(A block of data)
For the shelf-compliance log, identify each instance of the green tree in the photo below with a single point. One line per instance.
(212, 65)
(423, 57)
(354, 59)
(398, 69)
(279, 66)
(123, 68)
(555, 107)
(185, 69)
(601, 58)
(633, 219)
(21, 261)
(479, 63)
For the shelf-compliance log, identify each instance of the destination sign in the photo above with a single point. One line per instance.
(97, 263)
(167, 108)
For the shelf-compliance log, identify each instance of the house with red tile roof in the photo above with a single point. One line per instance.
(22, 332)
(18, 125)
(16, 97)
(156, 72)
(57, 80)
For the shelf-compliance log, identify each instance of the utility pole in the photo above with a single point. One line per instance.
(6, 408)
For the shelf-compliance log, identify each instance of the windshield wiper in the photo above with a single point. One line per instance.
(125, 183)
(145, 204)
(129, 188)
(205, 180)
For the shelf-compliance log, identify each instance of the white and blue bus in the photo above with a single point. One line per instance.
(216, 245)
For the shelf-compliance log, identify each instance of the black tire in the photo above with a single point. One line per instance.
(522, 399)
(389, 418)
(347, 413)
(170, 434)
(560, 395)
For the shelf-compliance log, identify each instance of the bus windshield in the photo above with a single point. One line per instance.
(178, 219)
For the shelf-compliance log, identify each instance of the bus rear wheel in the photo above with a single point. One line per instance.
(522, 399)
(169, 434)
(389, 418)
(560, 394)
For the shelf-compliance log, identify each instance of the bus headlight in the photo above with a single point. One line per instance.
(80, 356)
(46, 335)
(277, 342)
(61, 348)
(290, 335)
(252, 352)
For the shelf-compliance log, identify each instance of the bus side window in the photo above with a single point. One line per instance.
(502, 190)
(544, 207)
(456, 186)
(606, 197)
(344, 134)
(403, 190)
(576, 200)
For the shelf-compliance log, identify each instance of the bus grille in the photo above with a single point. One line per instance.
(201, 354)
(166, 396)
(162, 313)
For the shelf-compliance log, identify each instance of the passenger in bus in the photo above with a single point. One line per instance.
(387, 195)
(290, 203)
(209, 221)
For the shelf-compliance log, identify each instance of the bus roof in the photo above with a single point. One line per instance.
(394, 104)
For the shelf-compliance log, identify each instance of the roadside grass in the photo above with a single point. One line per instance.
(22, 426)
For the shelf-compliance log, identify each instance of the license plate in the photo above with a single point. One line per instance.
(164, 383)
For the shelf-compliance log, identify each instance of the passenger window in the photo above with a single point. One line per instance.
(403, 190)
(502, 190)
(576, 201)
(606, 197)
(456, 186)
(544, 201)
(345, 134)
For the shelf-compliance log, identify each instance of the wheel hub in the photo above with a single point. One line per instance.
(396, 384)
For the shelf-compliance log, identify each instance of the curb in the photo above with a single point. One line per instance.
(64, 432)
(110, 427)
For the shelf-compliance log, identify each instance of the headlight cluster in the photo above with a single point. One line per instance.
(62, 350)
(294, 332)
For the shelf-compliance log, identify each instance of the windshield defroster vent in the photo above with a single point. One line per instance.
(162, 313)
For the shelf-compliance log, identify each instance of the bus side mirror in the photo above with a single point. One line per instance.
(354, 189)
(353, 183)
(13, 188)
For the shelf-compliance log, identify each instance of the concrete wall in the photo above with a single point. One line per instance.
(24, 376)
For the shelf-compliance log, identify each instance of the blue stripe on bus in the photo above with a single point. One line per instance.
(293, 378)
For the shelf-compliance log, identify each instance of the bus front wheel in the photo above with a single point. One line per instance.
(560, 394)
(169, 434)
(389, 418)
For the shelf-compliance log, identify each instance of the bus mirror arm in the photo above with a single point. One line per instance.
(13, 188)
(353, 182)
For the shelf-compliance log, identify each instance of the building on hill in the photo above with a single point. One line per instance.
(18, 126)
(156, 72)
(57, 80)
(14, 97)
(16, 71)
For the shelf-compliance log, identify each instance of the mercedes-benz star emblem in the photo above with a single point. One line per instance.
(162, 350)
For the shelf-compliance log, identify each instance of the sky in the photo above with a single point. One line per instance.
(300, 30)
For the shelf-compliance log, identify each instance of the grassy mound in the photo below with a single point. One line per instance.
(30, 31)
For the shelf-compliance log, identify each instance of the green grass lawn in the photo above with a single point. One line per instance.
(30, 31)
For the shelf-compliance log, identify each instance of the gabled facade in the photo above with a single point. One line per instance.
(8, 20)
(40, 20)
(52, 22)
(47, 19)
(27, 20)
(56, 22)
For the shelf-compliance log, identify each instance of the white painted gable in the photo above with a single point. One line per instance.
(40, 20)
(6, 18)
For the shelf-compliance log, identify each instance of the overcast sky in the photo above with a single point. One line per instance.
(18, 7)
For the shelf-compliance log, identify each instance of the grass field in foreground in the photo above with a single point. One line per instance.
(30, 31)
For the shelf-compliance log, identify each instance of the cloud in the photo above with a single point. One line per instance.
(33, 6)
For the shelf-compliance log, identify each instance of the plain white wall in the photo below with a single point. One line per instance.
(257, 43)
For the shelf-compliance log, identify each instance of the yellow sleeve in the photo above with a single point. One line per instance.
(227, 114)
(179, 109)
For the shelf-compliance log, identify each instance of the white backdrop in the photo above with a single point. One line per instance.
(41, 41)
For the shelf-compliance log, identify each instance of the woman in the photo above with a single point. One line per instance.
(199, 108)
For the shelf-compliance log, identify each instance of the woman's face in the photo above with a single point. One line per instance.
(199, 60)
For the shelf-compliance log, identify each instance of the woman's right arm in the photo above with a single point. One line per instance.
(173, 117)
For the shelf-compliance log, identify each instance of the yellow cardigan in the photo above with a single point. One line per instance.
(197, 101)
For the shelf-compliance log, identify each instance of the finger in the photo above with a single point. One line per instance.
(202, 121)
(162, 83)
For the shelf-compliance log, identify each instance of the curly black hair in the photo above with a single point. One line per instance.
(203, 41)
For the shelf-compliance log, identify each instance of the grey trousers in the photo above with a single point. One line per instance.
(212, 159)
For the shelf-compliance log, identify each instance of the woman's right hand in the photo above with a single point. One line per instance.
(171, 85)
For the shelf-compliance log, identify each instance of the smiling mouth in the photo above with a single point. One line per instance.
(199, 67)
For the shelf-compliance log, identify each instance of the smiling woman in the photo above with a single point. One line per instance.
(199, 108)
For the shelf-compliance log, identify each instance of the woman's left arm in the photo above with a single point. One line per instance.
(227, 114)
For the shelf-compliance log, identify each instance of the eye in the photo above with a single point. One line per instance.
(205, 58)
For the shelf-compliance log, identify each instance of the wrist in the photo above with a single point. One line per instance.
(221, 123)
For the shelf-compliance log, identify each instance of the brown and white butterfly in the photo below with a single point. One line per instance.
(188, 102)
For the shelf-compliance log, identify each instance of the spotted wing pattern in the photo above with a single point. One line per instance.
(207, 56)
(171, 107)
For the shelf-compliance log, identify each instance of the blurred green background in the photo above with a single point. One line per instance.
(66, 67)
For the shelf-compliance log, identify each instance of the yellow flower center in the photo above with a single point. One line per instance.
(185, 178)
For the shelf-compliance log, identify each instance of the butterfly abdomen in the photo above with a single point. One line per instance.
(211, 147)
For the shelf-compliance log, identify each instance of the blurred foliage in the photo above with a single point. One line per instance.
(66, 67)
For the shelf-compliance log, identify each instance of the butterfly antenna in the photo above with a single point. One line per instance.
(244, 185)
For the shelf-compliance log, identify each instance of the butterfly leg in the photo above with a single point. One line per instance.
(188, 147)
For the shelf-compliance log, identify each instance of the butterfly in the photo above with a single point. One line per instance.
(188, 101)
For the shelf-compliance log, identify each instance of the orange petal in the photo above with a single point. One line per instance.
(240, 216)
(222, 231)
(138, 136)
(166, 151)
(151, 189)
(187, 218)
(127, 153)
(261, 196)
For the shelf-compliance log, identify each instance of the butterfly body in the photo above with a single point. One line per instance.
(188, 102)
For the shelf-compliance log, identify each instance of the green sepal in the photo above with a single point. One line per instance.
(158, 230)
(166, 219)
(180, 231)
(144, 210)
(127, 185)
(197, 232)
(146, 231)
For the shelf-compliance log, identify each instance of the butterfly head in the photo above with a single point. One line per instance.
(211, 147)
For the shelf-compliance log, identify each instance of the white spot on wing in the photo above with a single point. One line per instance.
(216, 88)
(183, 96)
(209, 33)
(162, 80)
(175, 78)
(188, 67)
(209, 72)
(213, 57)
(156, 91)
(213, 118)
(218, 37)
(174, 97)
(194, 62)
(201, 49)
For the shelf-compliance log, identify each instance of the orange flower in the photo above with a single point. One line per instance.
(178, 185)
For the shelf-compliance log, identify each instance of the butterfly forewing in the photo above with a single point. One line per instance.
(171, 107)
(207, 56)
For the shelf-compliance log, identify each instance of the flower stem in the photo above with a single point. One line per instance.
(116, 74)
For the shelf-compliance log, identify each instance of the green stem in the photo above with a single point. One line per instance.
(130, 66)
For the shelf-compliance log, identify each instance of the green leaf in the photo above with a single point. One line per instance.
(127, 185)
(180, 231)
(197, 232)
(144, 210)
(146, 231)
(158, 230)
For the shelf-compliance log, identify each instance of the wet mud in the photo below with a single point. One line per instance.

• _What you need to do_: Give the lines of the items from the one containing "the green leaf" through the end of the items as a JSON list of strings, one string per line, with blank lines left out.

• _Correct output_:
[
  "For the shelf-compliance log, identify each instance of the green leaf in the photo above with a single point. One line per instance.",
  "(127, 185)",
  "(180, 231)",
  "(197, 232)",
  "(144, 210)",
  "(146, 231)",
  "(158, 230)",
  "For the shelf-compliance log, identify each instance of the wet mud in the photo below with a single point. One line per instance."
]